══ Reading passage ══

Five Ways Textbooks Lie About Reconstruction 

By Mimi Eisen

Illustrator: Howard Barry

With “sufficient general agreement and determination among the dominant classes, the truth of history may be utterly distorted and contradicted and changed to any convenient fairy tale,” wrote the great scholar W. E. B. Du Bois in 1935, critiquing the Reconstruction “scholarship” of the Jim Crow era. “One cannot study Reconstruction without first frankly facing the facts of universal lying.”

In the era of emancipation, formerly enslaved people and their allies claimed political power once reserved for white elites, organized self-defense groups against white vigilantes, drafted new laws to redistribute wealth and extend civil rights, protested for better working conditions, founded school systems and won battles against segregation, built churches and mutual aid organizations, and advanced the possibilities of multiracial democracy by leaps and bounds. They challenged the levers of white supremacy across all areas of life and came closer than ever to dislodging them. 

This was an era of extraordinary possibilities and progress for racial justice. But white supremacists responded with devastating campaigns against Black power and independence.

The consequences of Reconstruction and its undoing still ripple through structural disparities and justice movements today. When students learn this history, they can better understand the world they inherited and recognize their own roles in history-making. They can see that progress toward an equitable future — and against long-standing traditions of racial capitalism — is always hard-fought and won through grassroots activism and mutual care. They will know that freedoms are not guaranteed and must be championed and protected by each new generation.

But today, most textbooks omit these facts in favor of whitewashed myths — many of the same “fairy tales” Du Bois decried in 1935 — that promote the status quo and distance students from the lessons of history. Some reveal a celebratory spin right away, their covers emblazoned with titles like Becoming America, The American Journey, The American Pageant, or Understanding the American Promise. Most unfold their triumphs over several hundred pages, recounting U.S. history as a long victory march from enslavement to the myth of a post-racial present. The radical promise — and crushing — of Reconstruction shatters this narrative of steady progress. Textbooks warp the era accordingly. 

In 2022, the Zinn Education Project released a report on Reconstruction’s place in social studies standards. Now, we offer a critique of how textbooks miss the mark in five ways:

1. Textbooks center Confederate states and ex-Confederates.

The Reconstruction section of Holt McDougal’s United States History: Beginnings to 1877 opens with a prompt: “If YOU were there . . .” The text urges students to imagine themselves as former Confederate soldiers traveling the South and witnessing, with dismay, the destruction of “plantation manor homes.” This narrative encourages students to view Reconstruction from the perspectives of those who fought to preserve enslavement. The main narrative begins below, introducing Reconstruction as the federal government’s “problem of dealing with the defeated southern states.”

United States History: Beginnings to 1877 (Holt McDougal)

This page alone is a stark example of what most textbooks do, but shouldn’t: amplify discrete perspectives of white political figures and former soldiers in the aftermath of the Civil War. They narrow its focus, often establishing Reconstruction as a series of clashes between President Andrew Johnson and Congress to readmit the rebel states — or as the daunting task ahead of ex-Confederates to rebuild the war-torn South without slavery.

═══

**Written exercise A:**
Do these statements agree with the article on Reconstruction textbooks? (i) Du Bois wrote his criticism of Jim Crow–era Reconstruction scholarship in 1935. (ii) The Zinn Education Project released its report on Reconstruction in social studies standards in 2020. (iii) The Holt McDougal section opens by asking students to imagine themselves as Union soldiers. For each, answer yes or no and quote the deciding words of the article.

══ Material to process ══

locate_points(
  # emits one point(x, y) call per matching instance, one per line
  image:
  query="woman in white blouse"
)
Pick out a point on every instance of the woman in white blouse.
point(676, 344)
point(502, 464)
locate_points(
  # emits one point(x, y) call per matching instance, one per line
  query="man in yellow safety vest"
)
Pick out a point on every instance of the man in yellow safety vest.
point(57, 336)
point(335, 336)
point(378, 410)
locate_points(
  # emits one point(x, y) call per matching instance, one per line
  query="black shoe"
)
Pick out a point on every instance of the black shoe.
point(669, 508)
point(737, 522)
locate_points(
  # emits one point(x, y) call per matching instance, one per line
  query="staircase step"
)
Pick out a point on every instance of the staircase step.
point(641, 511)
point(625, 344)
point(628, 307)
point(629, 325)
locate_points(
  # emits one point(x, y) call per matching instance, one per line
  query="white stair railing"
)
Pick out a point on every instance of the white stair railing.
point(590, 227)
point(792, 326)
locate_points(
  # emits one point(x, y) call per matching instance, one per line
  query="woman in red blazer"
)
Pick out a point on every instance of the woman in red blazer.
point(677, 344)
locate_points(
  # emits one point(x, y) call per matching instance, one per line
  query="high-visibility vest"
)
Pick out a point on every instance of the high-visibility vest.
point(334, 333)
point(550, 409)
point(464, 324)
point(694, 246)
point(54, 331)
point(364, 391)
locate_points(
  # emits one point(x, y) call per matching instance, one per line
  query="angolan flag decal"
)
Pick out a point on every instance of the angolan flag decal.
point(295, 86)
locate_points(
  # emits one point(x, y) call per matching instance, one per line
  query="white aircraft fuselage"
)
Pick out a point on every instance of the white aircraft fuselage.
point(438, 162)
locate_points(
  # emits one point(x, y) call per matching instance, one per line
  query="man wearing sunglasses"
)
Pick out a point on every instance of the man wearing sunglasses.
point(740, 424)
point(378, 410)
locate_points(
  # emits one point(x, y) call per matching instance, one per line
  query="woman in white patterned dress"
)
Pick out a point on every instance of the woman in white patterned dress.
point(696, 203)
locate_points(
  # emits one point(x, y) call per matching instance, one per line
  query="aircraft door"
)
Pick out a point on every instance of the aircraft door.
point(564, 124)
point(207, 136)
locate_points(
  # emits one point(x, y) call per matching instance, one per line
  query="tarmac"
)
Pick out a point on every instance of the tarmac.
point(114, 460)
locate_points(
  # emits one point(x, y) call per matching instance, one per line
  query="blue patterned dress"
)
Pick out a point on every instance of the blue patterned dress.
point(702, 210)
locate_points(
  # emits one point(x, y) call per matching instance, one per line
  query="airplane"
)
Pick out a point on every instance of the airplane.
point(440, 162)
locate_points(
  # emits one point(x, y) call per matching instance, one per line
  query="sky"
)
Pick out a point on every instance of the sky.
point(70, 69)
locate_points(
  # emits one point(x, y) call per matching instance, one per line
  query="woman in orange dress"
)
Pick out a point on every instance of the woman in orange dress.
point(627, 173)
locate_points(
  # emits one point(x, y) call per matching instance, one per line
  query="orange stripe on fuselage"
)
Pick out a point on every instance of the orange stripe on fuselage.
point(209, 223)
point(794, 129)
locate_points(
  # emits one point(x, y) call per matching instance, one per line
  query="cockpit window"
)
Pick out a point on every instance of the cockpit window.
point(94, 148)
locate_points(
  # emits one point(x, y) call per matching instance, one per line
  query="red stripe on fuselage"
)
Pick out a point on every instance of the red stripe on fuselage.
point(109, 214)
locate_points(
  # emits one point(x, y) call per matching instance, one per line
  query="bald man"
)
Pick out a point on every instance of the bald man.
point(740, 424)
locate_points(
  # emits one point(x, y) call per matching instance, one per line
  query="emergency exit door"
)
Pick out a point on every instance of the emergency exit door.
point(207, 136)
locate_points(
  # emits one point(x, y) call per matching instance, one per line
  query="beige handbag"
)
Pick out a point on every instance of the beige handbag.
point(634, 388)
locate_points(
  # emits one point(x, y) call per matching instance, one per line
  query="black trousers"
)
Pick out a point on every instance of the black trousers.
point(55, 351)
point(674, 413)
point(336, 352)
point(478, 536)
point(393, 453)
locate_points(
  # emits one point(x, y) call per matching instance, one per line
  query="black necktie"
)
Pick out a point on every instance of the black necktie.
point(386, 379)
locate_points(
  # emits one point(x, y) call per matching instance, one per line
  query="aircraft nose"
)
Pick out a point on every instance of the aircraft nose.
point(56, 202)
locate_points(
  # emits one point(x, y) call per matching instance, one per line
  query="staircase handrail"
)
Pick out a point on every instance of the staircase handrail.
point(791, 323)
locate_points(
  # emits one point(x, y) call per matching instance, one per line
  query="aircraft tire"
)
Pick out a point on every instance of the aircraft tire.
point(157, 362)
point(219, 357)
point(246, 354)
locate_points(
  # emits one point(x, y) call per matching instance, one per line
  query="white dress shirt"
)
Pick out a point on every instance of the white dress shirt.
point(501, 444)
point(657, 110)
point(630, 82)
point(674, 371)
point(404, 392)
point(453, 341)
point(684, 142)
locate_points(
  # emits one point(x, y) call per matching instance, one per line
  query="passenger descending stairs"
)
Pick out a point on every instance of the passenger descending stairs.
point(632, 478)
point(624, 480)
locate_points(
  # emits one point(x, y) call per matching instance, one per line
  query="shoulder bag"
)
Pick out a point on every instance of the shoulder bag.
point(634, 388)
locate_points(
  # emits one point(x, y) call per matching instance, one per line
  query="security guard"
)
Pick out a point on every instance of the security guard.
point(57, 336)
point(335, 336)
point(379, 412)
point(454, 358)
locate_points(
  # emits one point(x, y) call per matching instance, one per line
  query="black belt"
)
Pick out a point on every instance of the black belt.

═══

**Written exercise B:**
Lay out the records as a JSON list of strings, one string per line and no blank lines. Start with the first line of the records and go on through the line with "point(502, 464)".

**Task output A:**
(i) Yes: "wrote the great scholar W. E. B. Du Bois in 1935, critiquing the Reconstruction “scholarship” of the Jim Crow era"
(ii) No: "In 2022, the Zinn Education Project released a report on Reconstruction’s place in social studies standards."
(iii) No: "The text urges students to imagine themselves as former Confederate soldiers traveling the South"

**Task output B:**
[
  "locate_points(",
  "  # emits one point(x, y) call per matching instance, one per line",
  "  image:",
  "  query=\"woman in white blouse\"",
  ")",
  "Pick out a point on every instance of the woman in white blouse.",
  "point(676, 344)",
  "point(502, 464)"
]